:: WHAT IS ASKED ::
Show each line of the items below that contains the word "steel", copying the whole line. Only matches in the same case count.

:: SUPPLIED DATA ::
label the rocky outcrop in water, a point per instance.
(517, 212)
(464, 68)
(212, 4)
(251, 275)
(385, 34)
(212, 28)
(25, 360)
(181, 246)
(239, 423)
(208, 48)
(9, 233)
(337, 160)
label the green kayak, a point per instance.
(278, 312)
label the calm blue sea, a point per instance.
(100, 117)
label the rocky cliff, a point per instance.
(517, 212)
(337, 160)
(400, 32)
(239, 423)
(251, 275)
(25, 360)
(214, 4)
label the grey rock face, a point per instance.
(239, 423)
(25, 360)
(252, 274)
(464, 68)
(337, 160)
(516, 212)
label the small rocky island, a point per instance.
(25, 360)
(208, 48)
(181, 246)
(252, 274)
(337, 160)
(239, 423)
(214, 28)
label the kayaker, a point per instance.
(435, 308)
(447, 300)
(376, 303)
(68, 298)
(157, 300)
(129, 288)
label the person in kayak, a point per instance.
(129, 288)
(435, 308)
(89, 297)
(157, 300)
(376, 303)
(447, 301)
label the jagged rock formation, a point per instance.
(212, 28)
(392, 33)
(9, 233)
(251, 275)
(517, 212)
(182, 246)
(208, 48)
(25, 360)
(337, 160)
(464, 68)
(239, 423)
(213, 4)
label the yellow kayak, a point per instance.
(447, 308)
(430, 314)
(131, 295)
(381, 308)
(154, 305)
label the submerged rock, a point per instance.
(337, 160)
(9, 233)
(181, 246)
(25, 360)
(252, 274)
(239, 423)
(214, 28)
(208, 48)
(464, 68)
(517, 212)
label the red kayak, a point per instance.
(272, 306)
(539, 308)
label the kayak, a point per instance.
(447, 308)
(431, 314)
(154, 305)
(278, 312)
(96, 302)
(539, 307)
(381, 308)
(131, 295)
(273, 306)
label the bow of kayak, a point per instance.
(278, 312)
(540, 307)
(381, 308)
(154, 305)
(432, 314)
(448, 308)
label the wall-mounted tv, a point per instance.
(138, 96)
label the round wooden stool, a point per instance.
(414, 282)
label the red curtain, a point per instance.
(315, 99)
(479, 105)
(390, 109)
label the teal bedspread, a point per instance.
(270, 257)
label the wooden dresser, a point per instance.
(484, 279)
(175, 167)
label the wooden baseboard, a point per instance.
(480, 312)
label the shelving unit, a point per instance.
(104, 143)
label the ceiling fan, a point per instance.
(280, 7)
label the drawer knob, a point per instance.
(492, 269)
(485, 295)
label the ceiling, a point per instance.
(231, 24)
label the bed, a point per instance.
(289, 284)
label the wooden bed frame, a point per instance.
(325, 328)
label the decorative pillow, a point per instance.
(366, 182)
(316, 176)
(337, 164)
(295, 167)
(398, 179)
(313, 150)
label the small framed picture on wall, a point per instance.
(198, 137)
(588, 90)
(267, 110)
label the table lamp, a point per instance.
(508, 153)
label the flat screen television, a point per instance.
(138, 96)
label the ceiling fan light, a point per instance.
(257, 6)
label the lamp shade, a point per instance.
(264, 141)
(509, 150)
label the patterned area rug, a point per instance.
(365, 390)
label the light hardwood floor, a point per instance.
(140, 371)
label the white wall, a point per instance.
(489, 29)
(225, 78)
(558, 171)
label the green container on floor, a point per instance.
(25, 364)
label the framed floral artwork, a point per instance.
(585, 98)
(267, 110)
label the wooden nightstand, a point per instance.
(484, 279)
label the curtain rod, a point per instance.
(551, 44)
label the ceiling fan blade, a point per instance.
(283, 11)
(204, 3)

--

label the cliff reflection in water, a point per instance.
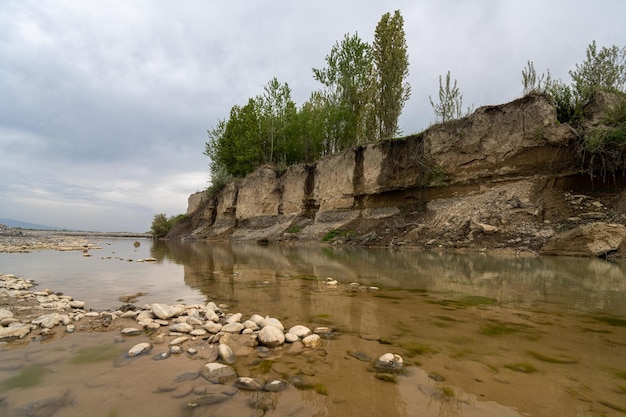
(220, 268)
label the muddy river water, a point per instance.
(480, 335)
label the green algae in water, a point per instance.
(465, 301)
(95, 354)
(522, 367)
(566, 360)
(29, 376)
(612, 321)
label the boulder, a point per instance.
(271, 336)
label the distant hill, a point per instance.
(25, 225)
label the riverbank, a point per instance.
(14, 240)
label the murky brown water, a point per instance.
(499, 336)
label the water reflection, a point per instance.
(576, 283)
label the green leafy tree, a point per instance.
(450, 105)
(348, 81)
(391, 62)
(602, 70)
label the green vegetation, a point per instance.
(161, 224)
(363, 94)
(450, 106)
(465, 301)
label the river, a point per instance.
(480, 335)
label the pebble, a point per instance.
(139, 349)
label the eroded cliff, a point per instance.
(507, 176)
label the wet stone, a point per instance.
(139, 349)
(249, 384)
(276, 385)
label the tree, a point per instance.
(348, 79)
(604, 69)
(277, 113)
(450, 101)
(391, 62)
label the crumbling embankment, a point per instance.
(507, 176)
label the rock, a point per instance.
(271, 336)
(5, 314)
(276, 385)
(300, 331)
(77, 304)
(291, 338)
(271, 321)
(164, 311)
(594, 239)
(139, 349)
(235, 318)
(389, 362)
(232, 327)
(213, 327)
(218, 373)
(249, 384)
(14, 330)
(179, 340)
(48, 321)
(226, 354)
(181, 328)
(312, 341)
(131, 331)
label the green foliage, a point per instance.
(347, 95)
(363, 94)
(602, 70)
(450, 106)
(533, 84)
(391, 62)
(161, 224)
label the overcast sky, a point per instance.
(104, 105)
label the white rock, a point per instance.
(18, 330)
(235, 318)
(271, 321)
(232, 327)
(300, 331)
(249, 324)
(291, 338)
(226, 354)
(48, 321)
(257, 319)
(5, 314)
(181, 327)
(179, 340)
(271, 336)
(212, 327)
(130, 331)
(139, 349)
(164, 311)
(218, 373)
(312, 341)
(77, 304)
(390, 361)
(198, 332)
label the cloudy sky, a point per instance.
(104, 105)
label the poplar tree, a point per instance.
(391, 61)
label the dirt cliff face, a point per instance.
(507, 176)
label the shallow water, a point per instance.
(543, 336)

--

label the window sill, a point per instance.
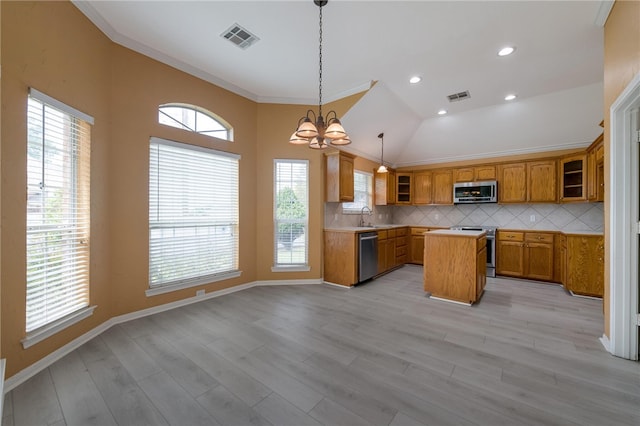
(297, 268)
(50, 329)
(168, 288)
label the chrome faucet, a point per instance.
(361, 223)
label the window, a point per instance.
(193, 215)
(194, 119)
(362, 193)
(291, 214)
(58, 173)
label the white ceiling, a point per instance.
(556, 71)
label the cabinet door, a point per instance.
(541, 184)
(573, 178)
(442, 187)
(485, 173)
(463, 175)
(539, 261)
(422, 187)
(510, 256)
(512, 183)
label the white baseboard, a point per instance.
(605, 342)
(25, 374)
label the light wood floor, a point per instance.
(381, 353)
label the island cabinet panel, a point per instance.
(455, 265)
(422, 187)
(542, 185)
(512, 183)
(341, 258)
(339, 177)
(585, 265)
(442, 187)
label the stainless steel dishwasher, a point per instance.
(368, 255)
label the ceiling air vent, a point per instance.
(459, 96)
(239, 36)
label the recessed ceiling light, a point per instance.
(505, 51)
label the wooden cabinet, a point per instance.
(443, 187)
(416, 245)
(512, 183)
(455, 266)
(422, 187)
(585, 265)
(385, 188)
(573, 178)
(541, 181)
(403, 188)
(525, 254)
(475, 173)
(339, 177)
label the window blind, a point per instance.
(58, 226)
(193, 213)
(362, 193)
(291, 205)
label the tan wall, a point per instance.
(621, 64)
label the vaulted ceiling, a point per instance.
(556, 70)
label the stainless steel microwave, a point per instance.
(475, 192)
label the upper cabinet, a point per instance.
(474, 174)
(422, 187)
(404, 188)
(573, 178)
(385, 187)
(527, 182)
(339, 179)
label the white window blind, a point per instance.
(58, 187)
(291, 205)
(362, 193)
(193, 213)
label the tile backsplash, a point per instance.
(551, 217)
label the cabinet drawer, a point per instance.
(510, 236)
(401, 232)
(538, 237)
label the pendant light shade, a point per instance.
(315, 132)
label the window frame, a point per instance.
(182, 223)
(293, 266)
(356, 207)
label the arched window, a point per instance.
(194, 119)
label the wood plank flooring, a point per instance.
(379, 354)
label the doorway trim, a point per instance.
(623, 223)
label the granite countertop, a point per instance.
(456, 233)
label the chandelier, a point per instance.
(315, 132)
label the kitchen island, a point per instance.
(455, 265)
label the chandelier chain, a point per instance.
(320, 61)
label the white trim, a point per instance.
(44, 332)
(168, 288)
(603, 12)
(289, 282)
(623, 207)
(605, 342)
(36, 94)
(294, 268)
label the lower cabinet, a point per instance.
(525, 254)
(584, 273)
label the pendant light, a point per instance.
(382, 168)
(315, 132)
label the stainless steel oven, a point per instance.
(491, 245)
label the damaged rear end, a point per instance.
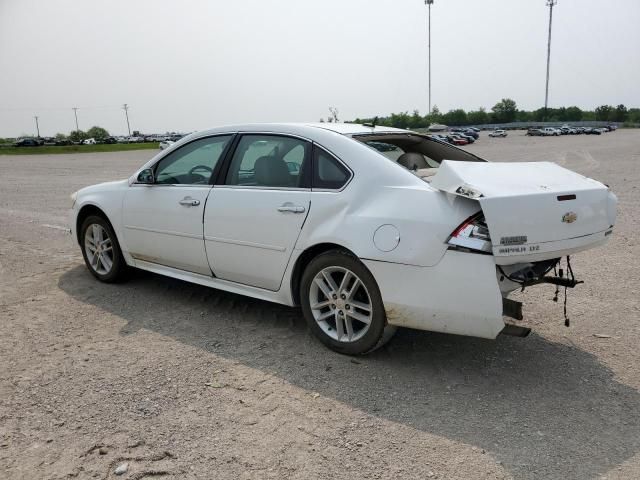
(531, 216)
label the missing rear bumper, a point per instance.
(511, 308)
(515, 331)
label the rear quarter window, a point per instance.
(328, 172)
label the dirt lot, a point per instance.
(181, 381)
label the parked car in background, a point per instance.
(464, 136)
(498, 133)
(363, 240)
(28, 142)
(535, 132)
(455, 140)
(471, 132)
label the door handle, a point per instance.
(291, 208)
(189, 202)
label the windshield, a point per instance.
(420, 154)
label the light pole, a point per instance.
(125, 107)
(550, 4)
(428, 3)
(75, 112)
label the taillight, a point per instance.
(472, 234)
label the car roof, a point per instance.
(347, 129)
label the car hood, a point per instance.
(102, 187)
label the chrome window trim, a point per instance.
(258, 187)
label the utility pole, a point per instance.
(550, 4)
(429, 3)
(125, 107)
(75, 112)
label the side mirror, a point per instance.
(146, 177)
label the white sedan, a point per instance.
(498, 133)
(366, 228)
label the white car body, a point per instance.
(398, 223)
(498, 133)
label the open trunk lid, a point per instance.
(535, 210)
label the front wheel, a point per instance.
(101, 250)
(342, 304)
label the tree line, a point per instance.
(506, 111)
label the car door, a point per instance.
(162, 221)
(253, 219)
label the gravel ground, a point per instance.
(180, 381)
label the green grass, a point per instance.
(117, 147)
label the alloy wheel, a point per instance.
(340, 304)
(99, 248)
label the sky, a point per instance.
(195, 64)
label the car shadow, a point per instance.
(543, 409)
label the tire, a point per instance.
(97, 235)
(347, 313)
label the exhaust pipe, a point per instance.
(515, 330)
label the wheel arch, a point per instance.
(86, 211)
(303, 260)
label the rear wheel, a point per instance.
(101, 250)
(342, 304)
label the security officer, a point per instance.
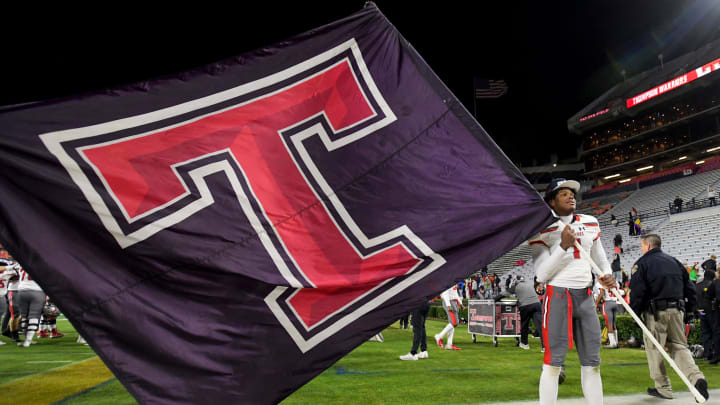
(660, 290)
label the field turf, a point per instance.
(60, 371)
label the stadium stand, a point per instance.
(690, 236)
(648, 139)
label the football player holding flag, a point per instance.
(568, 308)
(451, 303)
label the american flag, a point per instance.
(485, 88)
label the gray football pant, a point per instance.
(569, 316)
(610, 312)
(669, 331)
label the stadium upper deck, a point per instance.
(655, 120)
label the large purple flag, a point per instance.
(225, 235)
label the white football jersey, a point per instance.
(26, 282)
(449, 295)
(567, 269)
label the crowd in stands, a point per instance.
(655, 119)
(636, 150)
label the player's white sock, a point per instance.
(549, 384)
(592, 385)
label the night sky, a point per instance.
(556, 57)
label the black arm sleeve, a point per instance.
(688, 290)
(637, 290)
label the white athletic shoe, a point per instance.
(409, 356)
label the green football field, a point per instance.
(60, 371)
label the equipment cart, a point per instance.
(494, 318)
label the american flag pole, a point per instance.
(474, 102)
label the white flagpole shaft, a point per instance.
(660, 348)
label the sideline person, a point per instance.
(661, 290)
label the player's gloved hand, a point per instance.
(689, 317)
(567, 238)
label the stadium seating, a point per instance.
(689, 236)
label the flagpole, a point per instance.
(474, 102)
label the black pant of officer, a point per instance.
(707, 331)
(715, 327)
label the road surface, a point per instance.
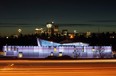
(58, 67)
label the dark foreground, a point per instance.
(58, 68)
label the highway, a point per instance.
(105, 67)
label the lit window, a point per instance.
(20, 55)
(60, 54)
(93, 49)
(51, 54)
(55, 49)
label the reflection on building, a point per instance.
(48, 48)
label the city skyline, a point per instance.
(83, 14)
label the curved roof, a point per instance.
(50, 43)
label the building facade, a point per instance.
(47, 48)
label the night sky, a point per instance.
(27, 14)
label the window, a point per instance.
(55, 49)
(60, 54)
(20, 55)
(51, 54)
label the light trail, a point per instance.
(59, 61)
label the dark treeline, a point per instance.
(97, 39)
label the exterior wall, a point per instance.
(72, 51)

:: SOLUTION TO THE PROBLEM ::
label the stainless steel dishwasher, a point per instance.
label the stainless steel microwave, a point per instance.
label the stainless steel oven, a point per instance.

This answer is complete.